▶ Task
Rewrite everything in the listing from the line containing "331, row 85." down to the line containing "column 214, row 267", replacing "black trousers" with "dark pants" and leaving everything else unchanged.

▶ Information provided

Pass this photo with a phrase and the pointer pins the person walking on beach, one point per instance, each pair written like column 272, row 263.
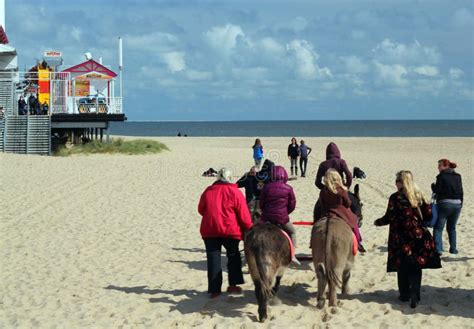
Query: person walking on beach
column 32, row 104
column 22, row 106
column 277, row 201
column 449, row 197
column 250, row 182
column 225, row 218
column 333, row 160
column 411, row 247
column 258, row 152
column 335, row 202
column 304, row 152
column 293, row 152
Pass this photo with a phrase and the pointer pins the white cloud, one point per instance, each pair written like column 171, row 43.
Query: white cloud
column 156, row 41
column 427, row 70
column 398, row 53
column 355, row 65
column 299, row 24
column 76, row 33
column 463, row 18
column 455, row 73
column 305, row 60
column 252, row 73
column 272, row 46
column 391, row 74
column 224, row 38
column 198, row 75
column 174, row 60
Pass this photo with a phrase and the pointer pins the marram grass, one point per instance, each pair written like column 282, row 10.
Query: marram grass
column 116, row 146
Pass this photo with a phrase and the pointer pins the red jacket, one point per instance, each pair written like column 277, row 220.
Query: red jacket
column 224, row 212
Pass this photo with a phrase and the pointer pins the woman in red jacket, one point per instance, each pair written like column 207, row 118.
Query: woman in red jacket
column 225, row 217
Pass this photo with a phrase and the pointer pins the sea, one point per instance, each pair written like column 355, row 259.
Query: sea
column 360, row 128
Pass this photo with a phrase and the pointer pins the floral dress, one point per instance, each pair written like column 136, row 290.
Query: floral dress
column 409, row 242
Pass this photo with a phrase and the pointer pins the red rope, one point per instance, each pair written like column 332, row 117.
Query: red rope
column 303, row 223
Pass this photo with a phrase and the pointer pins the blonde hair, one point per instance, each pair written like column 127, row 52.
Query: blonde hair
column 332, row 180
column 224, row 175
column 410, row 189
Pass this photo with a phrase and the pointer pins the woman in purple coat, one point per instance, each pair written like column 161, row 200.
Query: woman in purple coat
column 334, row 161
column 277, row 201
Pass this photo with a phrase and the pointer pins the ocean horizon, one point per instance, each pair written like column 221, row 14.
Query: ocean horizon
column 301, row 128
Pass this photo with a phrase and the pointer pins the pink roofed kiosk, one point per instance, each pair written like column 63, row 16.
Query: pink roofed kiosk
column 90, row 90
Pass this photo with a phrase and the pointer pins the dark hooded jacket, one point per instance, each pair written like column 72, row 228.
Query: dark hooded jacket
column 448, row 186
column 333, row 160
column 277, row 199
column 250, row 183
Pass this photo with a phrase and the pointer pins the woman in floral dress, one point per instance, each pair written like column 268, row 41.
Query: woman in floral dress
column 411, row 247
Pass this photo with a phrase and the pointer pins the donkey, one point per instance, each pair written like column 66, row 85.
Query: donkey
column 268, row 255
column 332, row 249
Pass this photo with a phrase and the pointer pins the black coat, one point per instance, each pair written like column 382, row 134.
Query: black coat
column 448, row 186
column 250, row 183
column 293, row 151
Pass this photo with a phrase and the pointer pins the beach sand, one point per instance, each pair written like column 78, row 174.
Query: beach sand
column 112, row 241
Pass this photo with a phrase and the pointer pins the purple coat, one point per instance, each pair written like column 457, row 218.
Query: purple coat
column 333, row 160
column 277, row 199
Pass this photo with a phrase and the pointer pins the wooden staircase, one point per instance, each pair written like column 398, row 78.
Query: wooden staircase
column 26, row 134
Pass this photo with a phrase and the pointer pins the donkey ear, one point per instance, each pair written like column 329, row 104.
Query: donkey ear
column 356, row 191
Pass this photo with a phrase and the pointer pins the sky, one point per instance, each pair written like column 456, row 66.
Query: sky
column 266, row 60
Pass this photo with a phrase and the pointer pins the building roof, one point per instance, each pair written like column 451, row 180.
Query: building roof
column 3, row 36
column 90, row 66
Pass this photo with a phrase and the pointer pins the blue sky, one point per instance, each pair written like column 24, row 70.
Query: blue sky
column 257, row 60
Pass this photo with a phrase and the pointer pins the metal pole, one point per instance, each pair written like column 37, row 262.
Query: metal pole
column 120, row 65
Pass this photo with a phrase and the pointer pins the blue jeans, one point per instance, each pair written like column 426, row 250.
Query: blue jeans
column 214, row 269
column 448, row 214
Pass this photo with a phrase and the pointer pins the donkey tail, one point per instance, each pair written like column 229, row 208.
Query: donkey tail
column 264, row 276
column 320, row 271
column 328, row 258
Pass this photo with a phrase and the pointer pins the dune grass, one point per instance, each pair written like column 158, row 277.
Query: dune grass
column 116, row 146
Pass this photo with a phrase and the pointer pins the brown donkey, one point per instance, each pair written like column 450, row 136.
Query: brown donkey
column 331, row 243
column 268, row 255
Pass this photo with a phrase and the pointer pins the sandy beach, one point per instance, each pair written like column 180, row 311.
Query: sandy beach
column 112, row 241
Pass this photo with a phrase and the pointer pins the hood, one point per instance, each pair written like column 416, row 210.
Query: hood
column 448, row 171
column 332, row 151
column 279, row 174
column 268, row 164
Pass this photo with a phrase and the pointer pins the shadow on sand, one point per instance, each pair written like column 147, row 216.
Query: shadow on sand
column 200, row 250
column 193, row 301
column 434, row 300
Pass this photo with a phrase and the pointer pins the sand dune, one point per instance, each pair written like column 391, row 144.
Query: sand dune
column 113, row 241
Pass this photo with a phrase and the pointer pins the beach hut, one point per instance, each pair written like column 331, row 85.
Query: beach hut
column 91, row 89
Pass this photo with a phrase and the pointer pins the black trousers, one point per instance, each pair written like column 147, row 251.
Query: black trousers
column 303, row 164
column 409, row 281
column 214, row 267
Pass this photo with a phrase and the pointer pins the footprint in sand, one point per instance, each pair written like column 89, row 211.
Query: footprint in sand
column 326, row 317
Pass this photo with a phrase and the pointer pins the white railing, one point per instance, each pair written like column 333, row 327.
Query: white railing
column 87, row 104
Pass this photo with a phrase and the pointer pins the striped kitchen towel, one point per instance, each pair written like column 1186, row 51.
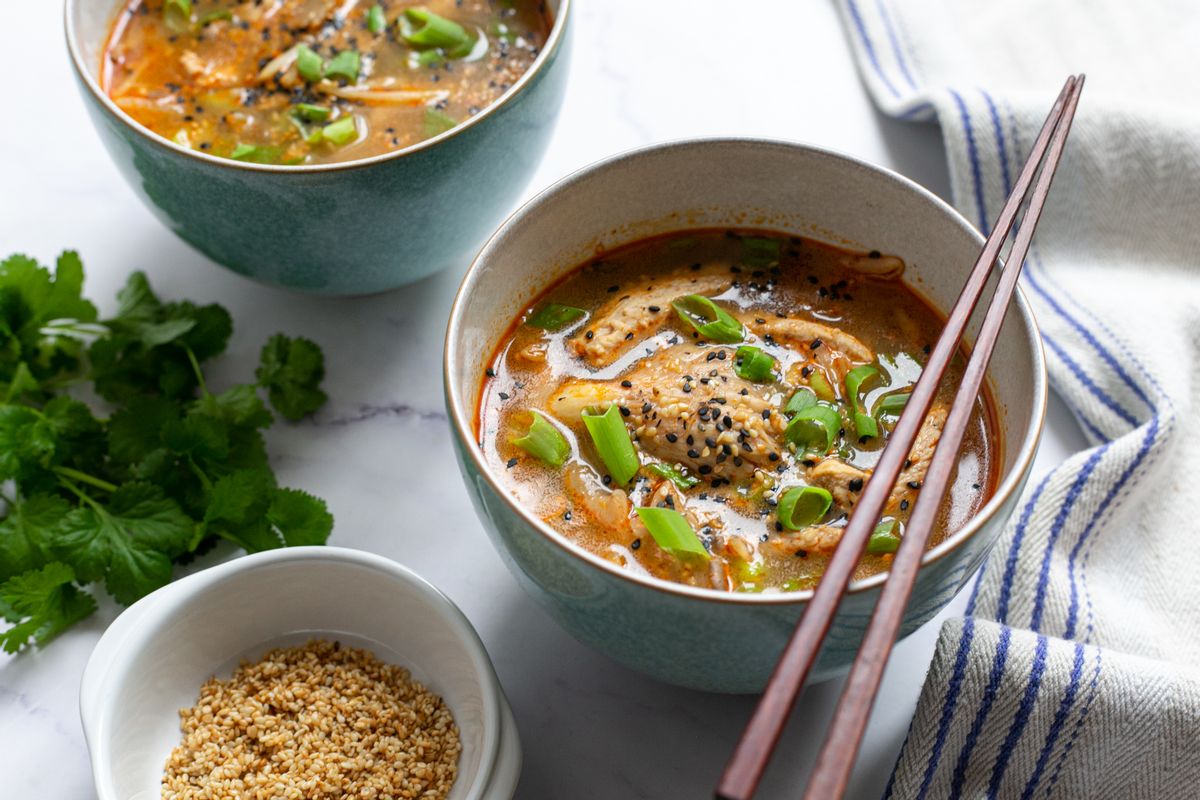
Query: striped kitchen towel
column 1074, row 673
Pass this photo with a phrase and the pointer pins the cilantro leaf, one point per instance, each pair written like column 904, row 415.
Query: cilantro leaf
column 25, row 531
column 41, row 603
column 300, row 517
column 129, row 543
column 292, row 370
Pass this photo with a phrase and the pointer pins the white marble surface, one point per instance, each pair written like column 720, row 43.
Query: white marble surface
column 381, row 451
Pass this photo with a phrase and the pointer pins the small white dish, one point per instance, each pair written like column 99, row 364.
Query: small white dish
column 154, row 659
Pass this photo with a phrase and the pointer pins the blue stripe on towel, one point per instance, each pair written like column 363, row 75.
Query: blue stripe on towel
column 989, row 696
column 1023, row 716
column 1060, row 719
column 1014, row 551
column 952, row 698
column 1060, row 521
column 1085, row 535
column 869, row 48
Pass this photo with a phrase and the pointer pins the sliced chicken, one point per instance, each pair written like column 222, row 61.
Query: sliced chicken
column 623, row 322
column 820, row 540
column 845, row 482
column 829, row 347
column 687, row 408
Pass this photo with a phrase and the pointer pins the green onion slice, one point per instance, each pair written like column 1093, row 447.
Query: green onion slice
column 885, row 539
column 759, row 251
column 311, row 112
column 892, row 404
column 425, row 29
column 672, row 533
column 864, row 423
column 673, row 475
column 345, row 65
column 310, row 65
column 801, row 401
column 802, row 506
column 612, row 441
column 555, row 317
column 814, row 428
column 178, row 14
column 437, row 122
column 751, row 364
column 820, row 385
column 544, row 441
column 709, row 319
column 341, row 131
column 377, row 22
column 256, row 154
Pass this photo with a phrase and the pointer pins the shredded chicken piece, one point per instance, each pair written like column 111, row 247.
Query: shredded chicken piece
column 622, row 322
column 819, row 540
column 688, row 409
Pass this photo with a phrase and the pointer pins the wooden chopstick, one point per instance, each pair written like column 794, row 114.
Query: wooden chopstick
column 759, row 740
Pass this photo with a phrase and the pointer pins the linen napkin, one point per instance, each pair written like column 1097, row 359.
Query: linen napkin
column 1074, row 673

...

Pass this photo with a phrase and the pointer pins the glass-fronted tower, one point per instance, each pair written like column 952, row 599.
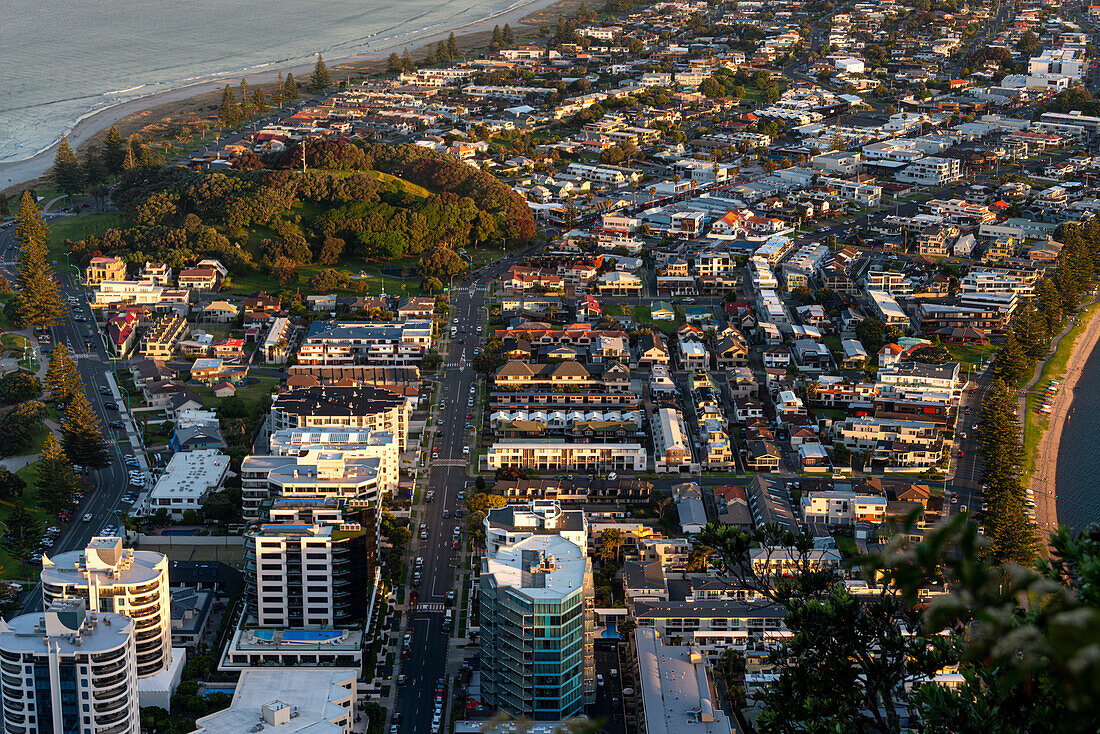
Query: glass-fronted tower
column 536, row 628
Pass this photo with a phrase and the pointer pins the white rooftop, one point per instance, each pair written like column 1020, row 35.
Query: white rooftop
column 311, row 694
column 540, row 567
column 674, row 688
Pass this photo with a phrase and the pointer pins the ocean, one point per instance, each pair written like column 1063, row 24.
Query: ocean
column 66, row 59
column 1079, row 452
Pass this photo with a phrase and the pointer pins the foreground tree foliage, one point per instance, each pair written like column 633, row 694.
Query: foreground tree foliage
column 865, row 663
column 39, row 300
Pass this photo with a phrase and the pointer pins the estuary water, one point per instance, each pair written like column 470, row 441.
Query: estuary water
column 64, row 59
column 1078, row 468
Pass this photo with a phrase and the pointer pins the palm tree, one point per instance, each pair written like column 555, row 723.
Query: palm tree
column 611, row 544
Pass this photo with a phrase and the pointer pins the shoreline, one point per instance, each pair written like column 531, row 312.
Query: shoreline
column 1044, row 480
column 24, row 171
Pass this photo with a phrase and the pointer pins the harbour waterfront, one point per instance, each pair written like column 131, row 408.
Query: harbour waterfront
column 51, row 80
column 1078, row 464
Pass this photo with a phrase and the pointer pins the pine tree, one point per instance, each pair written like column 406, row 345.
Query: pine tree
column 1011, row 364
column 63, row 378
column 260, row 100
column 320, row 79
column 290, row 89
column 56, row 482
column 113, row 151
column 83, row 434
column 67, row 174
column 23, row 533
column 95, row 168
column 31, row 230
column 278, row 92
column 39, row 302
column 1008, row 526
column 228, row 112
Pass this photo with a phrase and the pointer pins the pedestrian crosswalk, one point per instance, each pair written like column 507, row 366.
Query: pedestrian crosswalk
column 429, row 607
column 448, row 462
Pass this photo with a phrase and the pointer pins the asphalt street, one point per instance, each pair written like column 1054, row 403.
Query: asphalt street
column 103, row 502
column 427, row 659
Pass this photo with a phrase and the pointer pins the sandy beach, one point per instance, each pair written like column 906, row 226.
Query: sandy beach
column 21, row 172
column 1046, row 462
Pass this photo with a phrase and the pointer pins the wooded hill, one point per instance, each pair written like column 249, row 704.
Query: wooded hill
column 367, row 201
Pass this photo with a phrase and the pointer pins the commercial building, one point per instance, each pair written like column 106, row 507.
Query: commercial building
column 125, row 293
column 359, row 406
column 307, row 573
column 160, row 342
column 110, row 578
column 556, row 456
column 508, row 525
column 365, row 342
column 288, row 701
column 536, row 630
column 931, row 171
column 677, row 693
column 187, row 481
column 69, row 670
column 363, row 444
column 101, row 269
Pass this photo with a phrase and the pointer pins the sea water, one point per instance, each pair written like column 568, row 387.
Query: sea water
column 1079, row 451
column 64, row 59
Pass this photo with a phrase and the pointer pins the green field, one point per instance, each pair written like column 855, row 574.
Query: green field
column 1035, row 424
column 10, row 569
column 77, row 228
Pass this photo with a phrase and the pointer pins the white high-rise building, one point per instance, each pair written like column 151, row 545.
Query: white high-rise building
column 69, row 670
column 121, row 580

...

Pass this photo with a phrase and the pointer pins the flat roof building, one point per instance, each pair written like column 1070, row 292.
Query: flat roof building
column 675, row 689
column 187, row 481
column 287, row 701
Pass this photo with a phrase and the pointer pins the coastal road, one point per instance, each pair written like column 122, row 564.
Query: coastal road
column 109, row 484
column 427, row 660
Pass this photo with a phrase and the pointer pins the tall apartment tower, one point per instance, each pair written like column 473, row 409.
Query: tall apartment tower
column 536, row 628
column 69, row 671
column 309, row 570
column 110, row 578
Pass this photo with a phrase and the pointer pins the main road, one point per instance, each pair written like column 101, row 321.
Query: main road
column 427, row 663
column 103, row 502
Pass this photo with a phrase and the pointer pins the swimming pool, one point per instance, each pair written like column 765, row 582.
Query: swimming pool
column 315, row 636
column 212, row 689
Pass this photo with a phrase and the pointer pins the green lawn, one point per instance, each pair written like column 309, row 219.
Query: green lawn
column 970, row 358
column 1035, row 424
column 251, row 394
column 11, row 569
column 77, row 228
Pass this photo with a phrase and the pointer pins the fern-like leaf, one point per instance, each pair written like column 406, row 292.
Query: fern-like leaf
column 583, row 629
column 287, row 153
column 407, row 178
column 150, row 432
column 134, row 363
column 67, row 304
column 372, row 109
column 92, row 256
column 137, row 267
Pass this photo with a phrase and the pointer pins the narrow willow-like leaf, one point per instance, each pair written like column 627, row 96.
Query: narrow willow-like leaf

▶ In response
Pass this photo with a phrase and the pointer pins the beach hut, one point per instance, each pair written like column 331, row 85.
Query: beach hut
column 91, row 89
Pass this photo with a phrase and the pointer pins the dark pants, one point per instance, each pair written like column 147, row 251.
Query: dark pants
column 303, row 164
column 409, row 281
column 214, row 267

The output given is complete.